Text block:
(begin)

All right, let's get a legal perspective now. Sitting in the studio with me is Jeffrey Rosen of the National Constitution Center. Thanks for being in here again.

JEFFREY ROSEN: Great to be back.

CHANG: Well, we know from NPR's Carrie Johnson that special counsel Robert Mueller is not going to be recommending additional indictments. Now, you said earlier in the show today that that fact does not necessarily mean an exoneration of President Trump. Explain what you mean by that.

ROSEN: Robert Mueller, like the Justice Department, believes that the president cannot be indicted. That's been settled Justice Department policy since the Nixon administration, and although some disagree with it, it's not a surprise that Mueller is following it. Therefore, the fact that Trump is not being indicted says nothing about whether any facts revealed by Mueller might be grounds for future criminal prosecution after he leaves office or for possible impeachment. And that's why we just can't know until we read the report...

CHANG: Right.

ROSEN: ...Exactly what the legal consequences are.

CHANG: There could have been a finding of criminal behavior, but just because it's the Justice Department's discretion not to indict a sitting president, that's why there may not be indictments from this Mueller report. Let's talk about impeachment, the I-word; that's been something one swath of the country has been talking about in anticipation of this report. Remind us, what are the standards for impeachment?

(end)

Items from a data source
(begin)

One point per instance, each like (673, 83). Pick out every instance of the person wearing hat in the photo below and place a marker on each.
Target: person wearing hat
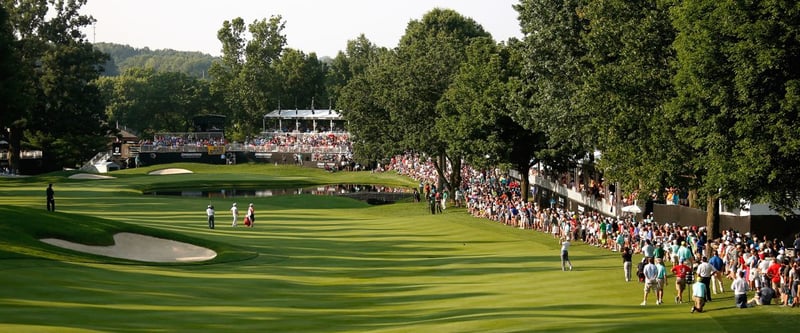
(685, 253)
(705, 271)
(740, 288)
(251, 214)
(210, 213)
(662, 280)
(235, 213)
(681, 272)
(699, 292)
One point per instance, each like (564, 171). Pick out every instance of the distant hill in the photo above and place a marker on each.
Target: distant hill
(124, 56)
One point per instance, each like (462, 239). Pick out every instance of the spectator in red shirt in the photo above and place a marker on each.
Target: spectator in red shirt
(774, 274)
(680, 270)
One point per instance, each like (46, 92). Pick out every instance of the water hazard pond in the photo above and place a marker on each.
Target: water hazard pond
(372, 194)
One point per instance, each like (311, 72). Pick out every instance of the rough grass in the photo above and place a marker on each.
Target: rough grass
(312, 264)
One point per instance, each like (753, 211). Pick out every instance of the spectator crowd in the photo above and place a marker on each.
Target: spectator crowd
(767, 267)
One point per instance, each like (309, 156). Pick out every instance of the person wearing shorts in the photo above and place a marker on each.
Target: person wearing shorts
(699, 292)
(650, 272)
(662, 281)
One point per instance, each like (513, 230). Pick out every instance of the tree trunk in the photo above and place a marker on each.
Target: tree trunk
(440, 164)
(692, 198)
(524, 185)
(455, 176)
(14, 150)
(712, 221)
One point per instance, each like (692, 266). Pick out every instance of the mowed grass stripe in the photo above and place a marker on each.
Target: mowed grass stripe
(323, 264)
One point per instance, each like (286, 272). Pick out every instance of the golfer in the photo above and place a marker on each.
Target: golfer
(235, 213)
(565, 254)
(210, 213)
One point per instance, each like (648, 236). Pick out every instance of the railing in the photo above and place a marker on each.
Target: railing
(238, 147)
(25, 155)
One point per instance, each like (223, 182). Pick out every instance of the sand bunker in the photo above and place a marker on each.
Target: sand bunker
(171, 171)
(142, 248)
(89, 176)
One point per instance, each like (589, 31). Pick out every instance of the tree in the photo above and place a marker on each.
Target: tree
(302, 79)
(58, 110)
(476, 118)
(552, 75)
(736, 107)
(631, 60)
(151, 102)
(363, 68)
(419, 73)
(244, 76)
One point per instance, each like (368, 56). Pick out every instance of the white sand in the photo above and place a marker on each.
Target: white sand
(142, 248)
(171, 171)
(89, 176)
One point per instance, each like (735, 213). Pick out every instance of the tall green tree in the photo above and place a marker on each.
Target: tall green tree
(302, 80)
(354, 60)
(151, 102)
(244, 77)
(362, 68)
(424, 64)
(736, 107)
(59, 110)
(552, 76)
(476, 115)
(630, 63)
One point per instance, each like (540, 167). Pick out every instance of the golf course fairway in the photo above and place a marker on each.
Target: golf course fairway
(311, 264)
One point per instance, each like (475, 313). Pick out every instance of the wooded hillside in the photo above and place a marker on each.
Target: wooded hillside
(123, 57)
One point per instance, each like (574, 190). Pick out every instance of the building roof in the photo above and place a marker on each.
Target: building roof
(305, 114)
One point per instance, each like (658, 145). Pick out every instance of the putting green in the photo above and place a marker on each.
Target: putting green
(312, 264)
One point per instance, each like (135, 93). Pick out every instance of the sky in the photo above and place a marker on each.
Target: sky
(319, 26)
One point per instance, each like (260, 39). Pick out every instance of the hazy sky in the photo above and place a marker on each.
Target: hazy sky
(317, 26)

(end)

Exercise: Write the next portion of the interview transcript on the Mueller report and impeachment, starting right after its final line.

The answer:
ROSEN: Well, President Ford, when he was a congressman, said impeachment is whatever the House says it is. But broadly, people think that to be a high crime or a misdemeanor - which is what the Constitution says; treason, bribery or other high crimes and misdemeanors - not all criminal conduct is impeachable, and not all impeachable conduct is criminal.

CHANG: What does that mean?

ROSEN: Well, it can mean whatever the House says.

CHANG: (Laughter).

ROSEN: And ultimately, whatever the Senate says. But it could mean that, if President Trump committed actions that fall short of criminal collusion but still the House thinks show a corrupt intent to throw the election to Russia, they might well indict him, and the Senate could or could not convict him and similarly for questions involving obstruction. So really, as E.J. Dionne said earlier on the show, you know, it's up to the Senate to convict, but the criminal nature of the report does not determine whether or not it could constitute a high crime or misdemeanor.

CHANG: In other words, impeachment is much more of a political standard, not a strictly legal one. High crime and misdemeanors - we don't mean that in the technical, criminal, legal sense.

ROSEN: It's a mix of politics and law. And certainly, if there is absolutely no evidence of criminal wrongdoing, and if there were an actual exoneration finding that Trump had nothing to do with collusion, that would significantly decrease the case for impeachment. But that's unlikely to be the case, given the complexity of the impeach - of the collusion and obstruction charges themselves.

CHANG: OK, so the president's legal team has made remarks in the past that they might try at some point to invoke executive privilege, to perhaps block parts of the report from going public. How would that work? What qualifies as executive privilege, and when can you invoke it?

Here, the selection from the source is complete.